▶ [Problems to solve]:
A. In the piece on teaching humility to an AI, why can AIs never be truly humble, and what does it say they can still be trained to do?
B. Reproduce a passage of the piece on teaching humility to an AI word for word. Begin at the words "Per the Economist" and stop after "cultivate epistemic humility.".

Selected text section start

How to Teach Humility to an AI

“It is an increasingly familiar experience. A request for help to a large language model such as OpenAI’s ChatGPT is promptly met by a response that is confident, coherent and just plain wrong. In an AI model, such tendencies are usually described as hallucinations. A more informal word exists, however: these are the qualities of a great bullshitter… The fundamental problem is that language models are probabilistic, while truth is not.” - AI models make stuff up. How can hallucinations be controlled? The Economist February 28, 2024

Per the Economist article, one way to reduce hallucinations is to fine-tune training so that the AI model says “I don’t know” more often. Yes! We should all be so trained.

Another suggestion for AIs and humans: as probabilistic machines, acknowledge you cannot achieve absolute confidence in any truth you perceive. Train yourselves to appreciate the limits of your understanding and knowledge. Accept the possibility that you might be wrong about things that seem obvious. In other words, cultivate epistemic humility.

Such humility need not imply endless perplexity and indecision. The best physicians, military planners, and policymakers embrace uncertainty and acknowledge their own limitations. Yet they are tasked with making important decisions – possibly life-and-death decisions – despite not knowing for sure they’ve got it right. Wait and see? Act boldly? Give it time – but how much time? Change course now? All the while observing and thinking and investigating further.

So how would AIs cultivate epistemic humility? By being trained in metacognitive processes, so that their responses to prompts come with “degree of confidence” tags.

Of course, AIs don’t have minds and so can never truly be humble. But they can be trained with examples and algorithms to generate output that reminds humans that what we know for certain sometimes isn’t so.

Selected text section end
Data under study section start

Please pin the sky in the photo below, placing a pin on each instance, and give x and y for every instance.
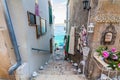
(59, 10)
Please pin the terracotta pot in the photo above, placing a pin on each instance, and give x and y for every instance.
(106, 60)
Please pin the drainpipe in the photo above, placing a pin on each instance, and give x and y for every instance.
(12, 37)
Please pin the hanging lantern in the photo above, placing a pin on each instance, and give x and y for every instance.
(90, 28)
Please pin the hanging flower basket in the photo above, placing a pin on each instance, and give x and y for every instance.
(106, 60)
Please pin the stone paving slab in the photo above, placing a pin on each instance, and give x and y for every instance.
(58, 70)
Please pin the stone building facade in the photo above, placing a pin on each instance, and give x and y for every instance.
(100, 15)
(26, 38)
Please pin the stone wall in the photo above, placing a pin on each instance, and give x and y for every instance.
(106, 7)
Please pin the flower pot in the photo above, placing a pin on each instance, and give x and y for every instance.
(106, 60)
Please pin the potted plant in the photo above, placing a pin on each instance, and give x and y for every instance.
(111, 57)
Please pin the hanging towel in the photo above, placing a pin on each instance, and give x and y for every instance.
(72, 40)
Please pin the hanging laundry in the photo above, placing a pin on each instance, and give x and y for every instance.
(84, 35)
(71, 42)
(78, 45)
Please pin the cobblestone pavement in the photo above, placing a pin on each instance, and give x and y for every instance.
(58, 69)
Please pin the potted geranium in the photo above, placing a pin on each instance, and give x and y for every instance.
(111, 57)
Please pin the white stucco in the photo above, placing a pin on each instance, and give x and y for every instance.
(26, 35)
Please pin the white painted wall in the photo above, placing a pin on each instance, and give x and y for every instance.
(26, 35)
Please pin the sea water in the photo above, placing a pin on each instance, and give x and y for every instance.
(59, 33)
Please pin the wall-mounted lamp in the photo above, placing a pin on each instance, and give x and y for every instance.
(90, 28)
(86, 4)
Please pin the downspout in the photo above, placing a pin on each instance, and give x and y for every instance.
(12, 37)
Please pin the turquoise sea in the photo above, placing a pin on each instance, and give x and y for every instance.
(59, 35)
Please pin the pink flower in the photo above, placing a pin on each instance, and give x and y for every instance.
(115, 57)
(119, 65)
(105, 54)
(113, 50)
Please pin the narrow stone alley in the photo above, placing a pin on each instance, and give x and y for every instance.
(58, 69)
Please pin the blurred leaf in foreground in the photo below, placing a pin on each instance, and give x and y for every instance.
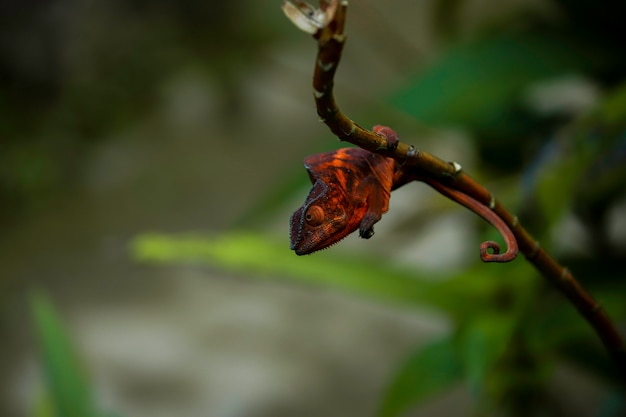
(68, 391)
(430, 370)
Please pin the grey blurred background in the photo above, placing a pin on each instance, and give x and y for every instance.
(125, 117)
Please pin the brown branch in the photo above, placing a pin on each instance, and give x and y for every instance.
(327, 26)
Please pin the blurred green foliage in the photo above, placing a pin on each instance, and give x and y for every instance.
(67, 390)
(510, 332)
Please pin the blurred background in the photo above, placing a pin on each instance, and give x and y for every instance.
(151, 155)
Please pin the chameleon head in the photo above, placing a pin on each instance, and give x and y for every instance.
(320, 222)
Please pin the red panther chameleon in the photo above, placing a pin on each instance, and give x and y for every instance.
(351, 190)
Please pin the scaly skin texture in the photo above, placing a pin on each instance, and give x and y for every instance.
(351, 190)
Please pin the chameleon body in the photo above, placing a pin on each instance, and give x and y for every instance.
(351, 190)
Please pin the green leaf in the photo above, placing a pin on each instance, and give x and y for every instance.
(69, 390)
(485, 340)
(479, 84)
(430, 370)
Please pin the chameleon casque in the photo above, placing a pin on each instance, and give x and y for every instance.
(351, 190)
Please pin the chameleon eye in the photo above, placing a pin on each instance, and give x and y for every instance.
(314, 215)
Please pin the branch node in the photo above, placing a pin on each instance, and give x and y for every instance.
(535, 251)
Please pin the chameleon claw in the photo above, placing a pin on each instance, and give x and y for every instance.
(366, 233)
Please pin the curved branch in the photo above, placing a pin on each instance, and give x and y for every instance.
(327, 26)
(491, 217)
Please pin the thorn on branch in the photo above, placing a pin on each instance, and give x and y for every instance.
(308, 18)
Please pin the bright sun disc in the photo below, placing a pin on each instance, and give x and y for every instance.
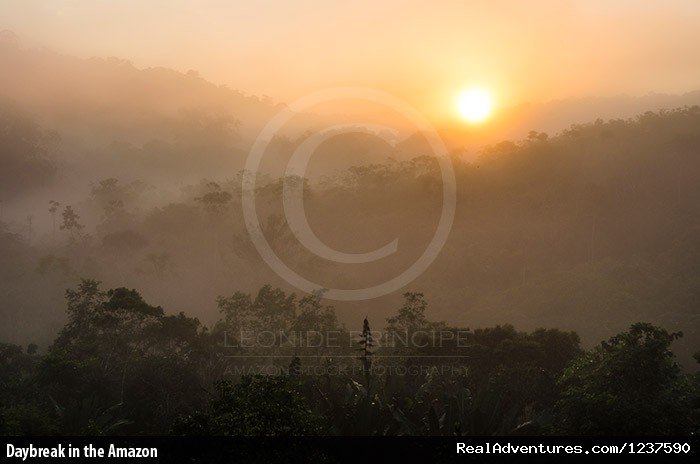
(475, 105)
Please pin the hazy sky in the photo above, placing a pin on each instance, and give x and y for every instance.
(421, 50)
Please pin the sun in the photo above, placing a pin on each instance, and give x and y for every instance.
(475, 105)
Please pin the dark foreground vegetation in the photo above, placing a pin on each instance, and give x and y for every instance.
(122, 366)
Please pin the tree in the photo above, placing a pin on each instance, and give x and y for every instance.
(629, 385)
(256, 406)
(366, 345)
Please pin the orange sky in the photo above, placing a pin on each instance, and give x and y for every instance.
(422, 51)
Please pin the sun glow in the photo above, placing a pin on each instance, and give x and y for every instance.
(475, 105)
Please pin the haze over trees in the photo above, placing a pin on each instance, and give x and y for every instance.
(126, 191)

Data under study section end

▶ [Solution set]:
A. AIs can never be truly humble because they don't have minds. They can still be trained with examples and algorithms to produce output that reminds humans that what we know for certain sometimes isn't so.

B.
Per the Economist article, one way to reduce hallucinations is to fine-tune training so that the AI model says “I don’t know” more often. Yes! We should all be so trained.

Another suggestion for AIs and humans: as probabilistic machines, acknowledge you cannot achieve absolute confidence in any truth you perceive. Train yourselves to appreciate the limits of your understanding and knowledge. Accept the possibility that you might be wrong about things that seem obvious. In other words, cultivate epistemic humility.